Why is there so much pain and hardship in the world? Why am I alive? Why can’t I be truly happy? These were, I remembered, some of my questions to Him. I sobbed myself to sleep. I did not get a response from God that night but I was somehow relieved.

And then one day…

My niece gave me her Bible. She said it’s already mine to keep since she bought a new one. It was my first Bible. I never owned one before. And I wasn’t fond of reading Bible verses. I started to draw inspirations from the Scripture but I admit that I do not fully understand them. They are very profound.

I realized that, indeed, God moves in mysterious ways. And it is true that He will use people as His instruments to show and demonstrate His love for us. I least expected that it would be my niece.

I turned to God in an effort to discover a sense of meaning. And reading the Bible opened a doorway to a new life.

Looking at my diary for reference, it was Psalms 46:10 that first struck me. "Be still and know that I am God!" I don’t know how everything happened, but what I could remember mostly is the feeling of joy and comfort. And every day I feel excited for what God has in store for me.


October 2009. We had a new office mate. He was a typical kind of guy. Actually, he was too shy and if it weren’t for work, I believe he wouldn’t approach me. I could not explain it but there was something in him that piqued my curiosity.

It started one day when he saw me reading Bible in my desk. He suddenly asked me if I really understand what I was reading. I felt somehow, insulted but deep down inside it really made sense.

At first, I find him really weird but we became good friends and I started to see good qualities in him. I have met only a few people who immediately give me the feeling that they are full of love and satisfaction. I know it is the kind of love that transcends the boundaries of human love which overflowed through him. I know it was God working in him.

As time goes by, I became eager to know and find out the real reason of his happiness and love. And then he shared Jesus to me. He didn’t explain much but he encouraged me to continue reading the Bible and the God has an amazing plan for me.

**DATASET ENTRIES:**
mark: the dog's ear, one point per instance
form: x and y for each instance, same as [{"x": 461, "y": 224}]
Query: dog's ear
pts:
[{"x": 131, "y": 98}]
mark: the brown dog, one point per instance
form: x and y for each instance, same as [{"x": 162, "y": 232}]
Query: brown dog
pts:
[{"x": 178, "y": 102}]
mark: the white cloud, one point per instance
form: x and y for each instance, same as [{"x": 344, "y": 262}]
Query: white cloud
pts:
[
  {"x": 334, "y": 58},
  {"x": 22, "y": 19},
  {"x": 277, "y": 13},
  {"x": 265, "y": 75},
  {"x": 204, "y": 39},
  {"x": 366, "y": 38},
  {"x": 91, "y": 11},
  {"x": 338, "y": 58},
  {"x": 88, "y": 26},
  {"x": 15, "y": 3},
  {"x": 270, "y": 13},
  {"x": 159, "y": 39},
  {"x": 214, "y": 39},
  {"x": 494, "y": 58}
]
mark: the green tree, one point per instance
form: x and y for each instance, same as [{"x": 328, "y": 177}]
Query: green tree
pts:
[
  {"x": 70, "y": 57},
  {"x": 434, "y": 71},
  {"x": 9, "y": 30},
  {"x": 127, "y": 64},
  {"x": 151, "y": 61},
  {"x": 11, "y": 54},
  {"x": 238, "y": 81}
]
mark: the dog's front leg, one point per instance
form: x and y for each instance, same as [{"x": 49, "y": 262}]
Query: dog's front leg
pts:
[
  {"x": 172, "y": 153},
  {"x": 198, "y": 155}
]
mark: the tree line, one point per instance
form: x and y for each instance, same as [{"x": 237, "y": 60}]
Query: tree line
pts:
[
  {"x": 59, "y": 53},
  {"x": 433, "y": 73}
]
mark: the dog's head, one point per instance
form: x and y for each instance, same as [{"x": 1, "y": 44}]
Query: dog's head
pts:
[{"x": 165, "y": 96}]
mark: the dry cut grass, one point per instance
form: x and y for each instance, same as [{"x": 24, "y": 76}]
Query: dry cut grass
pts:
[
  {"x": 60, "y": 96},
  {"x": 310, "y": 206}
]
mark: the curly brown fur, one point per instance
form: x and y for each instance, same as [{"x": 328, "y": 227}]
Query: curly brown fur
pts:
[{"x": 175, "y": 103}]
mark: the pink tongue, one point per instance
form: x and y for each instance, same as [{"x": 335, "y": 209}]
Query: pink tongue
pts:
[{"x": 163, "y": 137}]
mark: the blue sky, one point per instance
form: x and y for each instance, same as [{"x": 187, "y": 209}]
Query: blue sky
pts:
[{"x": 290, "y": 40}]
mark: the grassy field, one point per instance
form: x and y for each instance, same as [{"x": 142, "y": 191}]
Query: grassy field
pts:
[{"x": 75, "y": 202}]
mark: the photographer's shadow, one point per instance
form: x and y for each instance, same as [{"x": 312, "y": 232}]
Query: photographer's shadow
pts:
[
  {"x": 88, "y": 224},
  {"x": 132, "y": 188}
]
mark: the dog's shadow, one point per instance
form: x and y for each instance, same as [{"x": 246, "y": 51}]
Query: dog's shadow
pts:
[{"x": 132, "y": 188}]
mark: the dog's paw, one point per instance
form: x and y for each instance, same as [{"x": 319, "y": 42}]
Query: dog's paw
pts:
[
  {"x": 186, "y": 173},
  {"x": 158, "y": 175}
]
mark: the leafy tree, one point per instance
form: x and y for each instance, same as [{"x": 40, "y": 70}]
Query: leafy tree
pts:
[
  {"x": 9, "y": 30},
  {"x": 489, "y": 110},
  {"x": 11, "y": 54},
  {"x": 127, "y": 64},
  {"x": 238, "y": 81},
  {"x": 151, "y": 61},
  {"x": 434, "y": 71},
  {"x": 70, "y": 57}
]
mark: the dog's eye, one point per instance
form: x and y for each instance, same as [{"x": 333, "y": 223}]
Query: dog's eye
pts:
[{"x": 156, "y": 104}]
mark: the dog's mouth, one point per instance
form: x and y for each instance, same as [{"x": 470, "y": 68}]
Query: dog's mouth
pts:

**EXERCISE GOAL:**
Reproduce the passage of the faith account from "I realized that, indeed, God" up to and including "piqued my curiosity.". The data has no connection to the text.

**RESULT OF THE EXERCISE:**
I realized that, indeed, God moves in mysterious ways. And it is true that He will use people as His instruments to show and demonstrate His love for us. I least expected that it would be my niece.

I turned to God in an effort to discover a sense of meaning. And reading the Bible opened a doorway to a new life.

Looking at my diary for reference, it was Psalms 46:10 that first struck me. "Be still and know that I am God!" I don’t know how everything happened, but what I could remember mostly is the feeling of joy and comfort. And every day I feel excited for what God has in store for me.


October 2009. We had a new office mate. He was a typical kind of guy. Actually, he was too shy and if it weren’t for work, I believe he wouldn’t approach me. I could not explain it but there was something in him that piqued my curiosity.